# TEXT EXCERPT:
Manuel Alvarez Seafarer and
tugboatman discussing his teenage voyages to South America from the
kitchen table of his parents' home 627 South Macon Street

Alvarez would work for the sports department from the fall of
1978 through early 1981, when he was moved to the City Desk to take dictation
from foreign correspondents and learn to cover the police districts.
For a detailed chronology of Rafael's journey from circulation
to the City Desk, see foreword to "Hometown Boy," a collection of his newspaper
articles published in 1999 by the Baltimore Sun.
In 1987, he launched a small literary press called The Story
Company and in 1989, weary of promoting other writers, committed a self-taught
fiction apprenticeship and began devoting all of his spare time to writing
short stories.

Summer, 1987.
Story Company launched at Asbury Park, N.J. (Note shirt from the "Fred Sanford
Collection.)
His first stories - tales about relatives and Elvis and the
lovers Orlo and Leini - began appearing in small literary magazines shortly
thereafter. In 1994, Alvarez's best-known tale - "The Fountain of Highlandtown"
[Woodholme House, 1997], won Baltimore City's Artscape Award for the short
story.
The contest was judged by James Alan McPherson.

Alvarez with his friend and mentor, Tom Nugent - author of "Not
Mean Enough" - at literary pot-luck dinner on Macon Street, January 1993.
Alvarez often entertains at the Little Pink Rowhouse in the
Holy Land, where his family has lived since his namesake grandfather came to
Baltimore from the Galicia region of Spain in the mid-1920s.

Point localization data:
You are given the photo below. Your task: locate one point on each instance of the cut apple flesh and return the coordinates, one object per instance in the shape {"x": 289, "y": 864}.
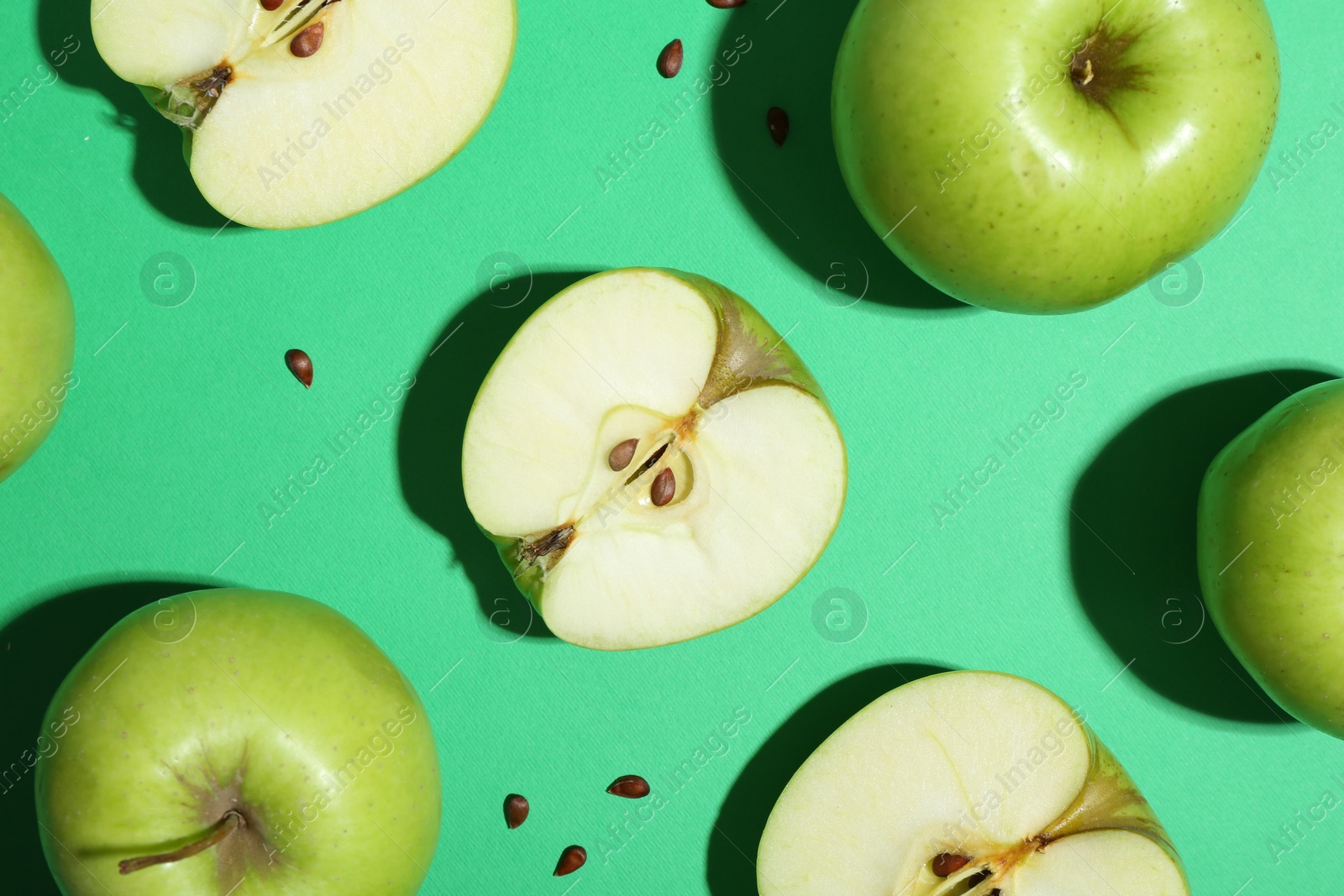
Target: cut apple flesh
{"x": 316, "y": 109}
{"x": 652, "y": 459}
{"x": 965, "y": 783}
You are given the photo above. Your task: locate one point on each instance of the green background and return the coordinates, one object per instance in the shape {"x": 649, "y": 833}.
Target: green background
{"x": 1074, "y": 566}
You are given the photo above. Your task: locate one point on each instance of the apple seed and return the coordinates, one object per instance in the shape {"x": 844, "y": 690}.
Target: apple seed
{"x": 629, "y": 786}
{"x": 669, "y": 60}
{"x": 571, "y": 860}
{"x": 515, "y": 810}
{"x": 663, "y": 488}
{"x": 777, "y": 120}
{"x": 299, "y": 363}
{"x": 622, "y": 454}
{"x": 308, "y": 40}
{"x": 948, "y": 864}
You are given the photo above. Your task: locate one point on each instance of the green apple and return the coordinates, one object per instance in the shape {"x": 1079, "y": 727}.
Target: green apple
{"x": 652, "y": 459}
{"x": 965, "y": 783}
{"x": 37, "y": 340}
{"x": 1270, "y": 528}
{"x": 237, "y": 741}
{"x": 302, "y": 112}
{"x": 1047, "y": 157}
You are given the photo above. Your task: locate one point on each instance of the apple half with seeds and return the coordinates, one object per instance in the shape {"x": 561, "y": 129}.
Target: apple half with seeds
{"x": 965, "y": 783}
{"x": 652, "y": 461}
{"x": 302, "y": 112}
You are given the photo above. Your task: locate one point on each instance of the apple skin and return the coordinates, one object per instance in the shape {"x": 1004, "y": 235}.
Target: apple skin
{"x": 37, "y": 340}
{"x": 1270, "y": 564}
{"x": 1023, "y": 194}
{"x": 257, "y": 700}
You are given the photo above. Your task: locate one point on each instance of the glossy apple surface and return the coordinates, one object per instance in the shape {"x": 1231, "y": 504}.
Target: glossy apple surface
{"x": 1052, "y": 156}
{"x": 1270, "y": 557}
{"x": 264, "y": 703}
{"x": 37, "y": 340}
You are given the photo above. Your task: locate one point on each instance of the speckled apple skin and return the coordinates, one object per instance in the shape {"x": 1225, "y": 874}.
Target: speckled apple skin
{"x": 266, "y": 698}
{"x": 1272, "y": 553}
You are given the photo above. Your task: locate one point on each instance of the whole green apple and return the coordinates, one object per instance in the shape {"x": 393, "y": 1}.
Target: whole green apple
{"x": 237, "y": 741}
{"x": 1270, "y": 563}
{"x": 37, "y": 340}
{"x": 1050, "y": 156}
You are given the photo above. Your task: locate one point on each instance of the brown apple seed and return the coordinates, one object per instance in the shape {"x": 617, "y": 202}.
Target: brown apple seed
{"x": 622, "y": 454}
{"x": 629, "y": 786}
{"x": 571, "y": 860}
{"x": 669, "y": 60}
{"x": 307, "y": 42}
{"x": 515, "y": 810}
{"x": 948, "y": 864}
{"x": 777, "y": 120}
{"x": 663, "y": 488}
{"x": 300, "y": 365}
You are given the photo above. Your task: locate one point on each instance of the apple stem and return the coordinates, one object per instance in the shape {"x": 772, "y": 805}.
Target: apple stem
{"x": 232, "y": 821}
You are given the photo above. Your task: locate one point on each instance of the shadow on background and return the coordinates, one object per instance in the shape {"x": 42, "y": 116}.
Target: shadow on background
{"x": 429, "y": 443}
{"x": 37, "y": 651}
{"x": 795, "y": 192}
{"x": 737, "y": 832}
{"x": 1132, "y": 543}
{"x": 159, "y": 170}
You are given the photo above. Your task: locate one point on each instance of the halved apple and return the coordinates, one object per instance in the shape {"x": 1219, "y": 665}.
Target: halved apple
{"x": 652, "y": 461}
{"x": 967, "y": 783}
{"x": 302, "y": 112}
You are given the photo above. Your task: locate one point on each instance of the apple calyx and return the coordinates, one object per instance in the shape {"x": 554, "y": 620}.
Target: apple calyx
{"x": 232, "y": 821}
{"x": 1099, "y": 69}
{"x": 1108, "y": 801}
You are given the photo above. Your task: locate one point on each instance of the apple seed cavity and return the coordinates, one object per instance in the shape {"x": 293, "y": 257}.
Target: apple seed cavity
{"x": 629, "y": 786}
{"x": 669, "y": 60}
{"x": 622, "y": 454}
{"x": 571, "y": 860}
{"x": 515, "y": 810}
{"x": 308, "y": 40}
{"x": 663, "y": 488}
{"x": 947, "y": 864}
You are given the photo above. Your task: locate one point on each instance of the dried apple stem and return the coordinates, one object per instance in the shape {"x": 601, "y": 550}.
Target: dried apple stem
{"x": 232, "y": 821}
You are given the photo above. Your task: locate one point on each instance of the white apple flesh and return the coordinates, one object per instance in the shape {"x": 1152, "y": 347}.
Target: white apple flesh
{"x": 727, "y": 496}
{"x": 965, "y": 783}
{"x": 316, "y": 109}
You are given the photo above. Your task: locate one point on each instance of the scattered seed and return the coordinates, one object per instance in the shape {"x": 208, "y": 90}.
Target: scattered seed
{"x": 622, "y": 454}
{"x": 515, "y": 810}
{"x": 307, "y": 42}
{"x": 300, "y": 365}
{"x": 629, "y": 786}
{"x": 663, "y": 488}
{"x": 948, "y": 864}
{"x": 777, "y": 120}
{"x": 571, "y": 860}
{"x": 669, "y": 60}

* * *

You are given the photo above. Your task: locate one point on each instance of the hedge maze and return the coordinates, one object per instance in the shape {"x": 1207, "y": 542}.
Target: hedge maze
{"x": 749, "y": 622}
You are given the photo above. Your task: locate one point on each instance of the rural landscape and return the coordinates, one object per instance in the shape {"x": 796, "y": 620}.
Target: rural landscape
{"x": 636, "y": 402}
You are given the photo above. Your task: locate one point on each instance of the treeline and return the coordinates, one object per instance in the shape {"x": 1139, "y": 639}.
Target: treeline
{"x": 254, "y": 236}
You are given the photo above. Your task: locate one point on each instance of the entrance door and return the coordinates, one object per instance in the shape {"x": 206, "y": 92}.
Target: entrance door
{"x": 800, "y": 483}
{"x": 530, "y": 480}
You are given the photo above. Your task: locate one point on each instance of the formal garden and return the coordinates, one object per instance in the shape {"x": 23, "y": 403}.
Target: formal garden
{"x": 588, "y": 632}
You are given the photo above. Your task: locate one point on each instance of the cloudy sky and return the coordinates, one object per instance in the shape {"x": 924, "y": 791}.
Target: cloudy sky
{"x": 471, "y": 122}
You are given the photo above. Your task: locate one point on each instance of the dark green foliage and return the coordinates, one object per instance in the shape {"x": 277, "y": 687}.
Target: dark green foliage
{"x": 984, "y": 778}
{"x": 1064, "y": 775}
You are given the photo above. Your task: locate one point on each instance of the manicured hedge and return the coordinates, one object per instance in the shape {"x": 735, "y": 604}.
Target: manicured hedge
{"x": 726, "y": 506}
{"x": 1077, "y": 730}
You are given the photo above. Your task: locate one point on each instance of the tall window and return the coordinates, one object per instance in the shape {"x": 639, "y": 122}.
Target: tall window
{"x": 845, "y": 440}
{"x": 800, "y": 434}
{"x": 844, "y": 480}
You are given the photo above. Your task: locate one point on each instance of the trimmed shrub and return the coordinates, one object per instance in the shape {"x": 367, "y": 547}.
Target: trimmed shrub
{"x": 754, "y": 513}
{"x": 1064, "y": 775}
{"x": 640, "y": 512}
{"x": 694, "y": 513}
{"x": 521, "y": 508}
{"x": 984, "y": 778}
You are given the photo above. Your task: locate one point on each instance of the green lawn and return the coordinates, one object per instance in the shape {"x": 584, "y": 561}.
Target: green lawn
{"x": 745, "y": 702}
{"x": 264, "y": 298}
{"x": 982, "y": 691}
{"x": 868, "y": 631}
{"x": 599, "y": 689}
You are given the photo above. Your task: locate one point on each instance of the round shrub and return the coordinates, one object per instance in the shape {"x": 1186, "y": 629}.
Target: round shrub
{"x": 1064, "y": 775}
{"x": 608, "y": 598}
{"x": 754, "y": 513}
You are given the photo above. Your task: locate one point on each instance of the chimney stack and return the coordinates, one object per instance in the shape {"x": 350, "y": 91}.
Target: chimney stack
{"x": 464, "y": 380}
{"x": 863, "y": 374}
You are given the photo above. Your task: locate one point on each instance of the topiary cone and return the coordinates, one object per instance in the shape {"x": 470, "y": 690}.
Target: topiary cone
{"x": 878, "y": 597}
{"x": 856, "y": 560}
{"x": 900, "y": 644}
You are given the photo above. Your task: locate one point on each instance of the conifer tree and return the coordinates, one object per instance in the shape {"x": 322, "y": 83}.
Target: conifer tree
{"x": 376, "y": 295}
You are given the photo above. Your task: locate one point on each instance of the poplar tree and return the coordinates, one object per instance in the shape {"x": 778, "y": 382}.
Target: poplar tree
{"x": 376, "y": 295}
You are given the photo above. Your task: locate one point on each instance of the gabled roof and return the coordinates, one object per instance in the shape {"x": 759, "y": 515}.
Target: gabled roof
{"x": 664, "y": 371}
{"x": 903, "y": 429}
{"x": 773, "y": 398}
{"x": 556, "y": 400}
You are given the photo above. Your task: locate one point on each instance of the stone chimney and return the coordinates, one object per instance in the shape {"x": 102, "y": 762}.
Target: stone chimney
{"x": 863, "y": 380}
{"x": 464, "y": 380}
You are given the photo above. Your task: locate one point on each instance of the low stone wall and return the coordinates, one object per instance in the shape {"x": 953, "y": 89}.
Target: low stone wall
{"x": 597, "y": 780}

...

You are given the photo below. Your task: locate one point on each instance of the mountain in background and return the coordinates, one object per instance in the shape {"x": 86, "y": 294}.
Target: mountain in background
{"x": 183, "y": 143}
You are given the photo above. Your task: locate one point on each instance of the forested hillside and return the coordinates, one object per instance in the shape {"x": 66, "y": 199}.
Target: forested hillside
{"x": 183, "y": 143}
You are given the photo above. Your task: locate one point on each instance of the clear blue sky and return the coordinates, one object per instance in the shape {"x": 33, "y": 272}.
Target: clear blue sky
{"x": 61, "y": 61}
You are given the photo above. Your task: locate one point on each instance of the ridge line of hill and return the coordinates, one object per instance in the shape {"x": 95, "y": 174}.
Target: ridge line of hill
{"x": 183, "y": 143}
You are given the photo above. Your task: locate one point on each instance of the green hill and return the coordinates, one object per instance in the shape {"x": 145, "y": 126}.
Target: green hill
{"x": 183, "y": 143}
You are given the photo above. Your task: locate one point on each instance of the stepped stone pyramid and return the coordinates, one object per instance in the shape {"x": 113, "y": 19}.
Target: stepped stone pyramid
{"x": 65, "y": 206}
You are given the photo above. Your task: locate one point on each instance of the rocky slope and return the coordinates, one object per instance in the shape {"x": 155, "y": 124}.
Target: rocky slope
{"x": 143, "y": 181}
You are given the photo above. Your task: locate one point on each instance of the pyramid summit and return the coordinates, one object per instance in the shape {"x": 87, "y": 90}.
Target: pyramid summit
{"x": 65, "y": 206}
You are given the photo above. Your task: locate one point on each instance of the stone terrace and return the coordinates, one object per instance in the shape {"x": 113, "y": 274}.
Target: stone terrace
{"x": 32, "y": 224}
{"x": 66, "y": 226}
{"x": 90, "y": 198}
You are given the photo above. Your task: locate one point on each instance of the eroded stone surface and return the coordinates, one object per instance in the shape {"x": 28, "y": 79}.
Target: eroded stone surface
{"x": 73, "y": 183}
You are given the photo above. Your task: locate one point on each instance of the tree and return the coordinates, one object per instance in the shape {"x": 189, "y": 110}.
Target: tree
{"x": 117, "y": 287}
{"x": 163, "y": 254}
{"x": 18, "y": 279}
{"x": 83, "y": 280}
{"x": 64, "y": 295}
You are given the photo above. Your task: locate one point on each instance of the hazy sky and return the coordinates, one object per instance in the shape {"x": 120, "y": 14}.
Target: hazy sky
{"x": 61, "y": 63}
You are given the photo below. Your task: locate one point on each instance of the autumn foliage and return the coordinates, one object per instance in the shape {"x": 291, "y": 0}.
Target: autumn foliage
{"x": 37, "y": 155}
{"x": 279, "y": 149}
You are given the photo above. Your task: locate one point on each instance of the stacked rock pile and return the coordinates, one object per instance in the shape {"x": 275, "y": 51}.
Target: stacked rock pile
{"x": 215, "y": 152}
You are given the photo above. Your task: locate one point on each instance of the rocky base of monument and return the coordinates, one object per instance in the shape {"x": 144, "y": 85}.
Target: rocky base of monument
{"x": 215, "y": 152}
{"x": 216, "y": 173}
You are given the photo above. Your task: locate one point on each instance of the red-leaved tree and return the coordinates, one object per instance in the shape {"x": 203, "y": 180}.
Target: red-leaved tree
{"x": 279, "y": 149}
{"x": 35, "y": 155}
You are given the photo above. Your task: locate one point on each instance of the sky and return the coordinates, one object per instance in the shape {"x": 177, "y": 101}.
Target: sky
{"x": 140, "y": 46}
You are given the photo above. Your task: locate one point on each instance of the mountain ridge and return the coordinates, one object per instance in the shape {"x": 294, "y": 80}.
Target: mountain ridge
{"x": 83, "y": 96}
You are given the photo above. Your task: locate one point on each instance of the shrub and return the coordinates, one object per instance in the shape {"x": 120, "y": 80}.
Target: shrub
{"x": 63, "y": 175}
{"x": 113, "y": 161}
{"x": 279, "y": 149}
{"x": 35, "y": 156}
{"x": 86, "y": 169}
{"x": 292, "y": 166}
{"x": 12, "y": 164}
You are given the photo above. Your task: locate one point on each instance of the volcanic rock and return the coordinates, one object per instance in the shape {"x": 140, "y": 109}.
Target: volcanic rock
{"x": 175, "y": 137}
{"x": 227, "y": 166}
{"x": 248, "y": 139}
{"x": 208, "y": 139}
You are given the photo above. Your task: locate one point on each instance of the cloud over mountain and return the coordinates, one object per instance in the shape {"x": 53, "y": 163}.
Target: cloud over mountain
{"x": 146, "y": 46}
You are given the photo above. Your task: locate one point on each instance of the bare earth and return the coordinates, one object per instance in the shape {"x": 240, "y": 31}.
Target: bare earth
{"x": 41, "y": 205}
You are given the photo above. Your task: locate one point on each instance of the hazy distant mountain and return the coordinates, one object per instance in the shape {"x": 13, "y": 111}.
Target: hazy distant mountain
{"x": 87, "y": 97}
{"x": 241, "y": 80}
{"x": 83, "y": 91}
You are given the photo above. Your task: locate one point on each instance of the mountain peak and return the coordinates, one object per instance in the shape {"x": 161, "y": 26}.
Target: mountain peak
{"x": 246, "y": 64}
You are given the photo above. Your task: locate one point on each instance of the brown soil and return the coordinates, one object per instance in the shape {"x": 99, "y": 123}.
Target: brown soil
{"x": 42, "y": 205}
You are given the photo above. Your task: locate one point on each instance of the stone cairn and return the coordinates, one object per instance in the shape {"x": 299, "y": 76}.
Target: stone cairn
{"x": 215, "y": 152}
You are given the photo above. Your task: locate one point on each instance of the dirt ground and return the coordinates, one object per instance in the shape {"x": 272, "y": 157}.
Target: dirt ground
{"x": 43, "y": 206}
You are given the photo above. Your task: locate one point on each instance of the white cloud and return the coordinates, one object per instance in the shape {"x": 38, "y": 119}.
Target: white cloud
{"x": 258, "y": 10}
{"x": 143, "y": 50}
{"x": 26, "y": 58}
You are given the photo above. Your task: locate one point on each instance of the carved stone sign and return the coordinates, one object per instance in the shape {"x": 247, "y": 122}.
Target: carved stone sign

# TASK LIST:
1) In the biographical text about Alvarez's move from newspaper work to fiction, who judged the contest that "The Fountain of Highlandtown" won?
2) Continue the biographical text about Alvarez after its last sentence.

# RESPONSES FOR EACH TASK:
1) James Alan McPherson

2)
In the backyard, on a small spit of land between
the Greek restaurants of East Baltimore's Highlandtown neighborhood and the
riverbanks of the Patapsco River, Alvarez keeps a claw-foot bathtub filled with
dirt from around the world - Fatima, the Lowell, Mass. birthplace of Jack
Kerouac and the Polish countryside of his mother's ancestry. The tub was the
inspiration for Alvarez's story "Orlo's Velvet Room," and in it he cultivates
Maryland tomatoes and a bush of miniature roses that were present at the
marriage of the poet Bonni Goldberg and carpenter/artist Geo Kendall.


BOOK STAR bookstore (above), Nashville, Tenn., during "AUTHOR
UNKNOWN 2000" tour to promote "Orlo and Leini." No one showed up and the tour
rolled on to Asheville, N.C. and the grave of Thomas Wolfe.





Family patriarch and author's namesake Rafael Alvarez
(1904-1990) at family gathering with (left to right) his son, Victor; son
Manuel and granddaughter Donna (daughter of Victor) circa 1985.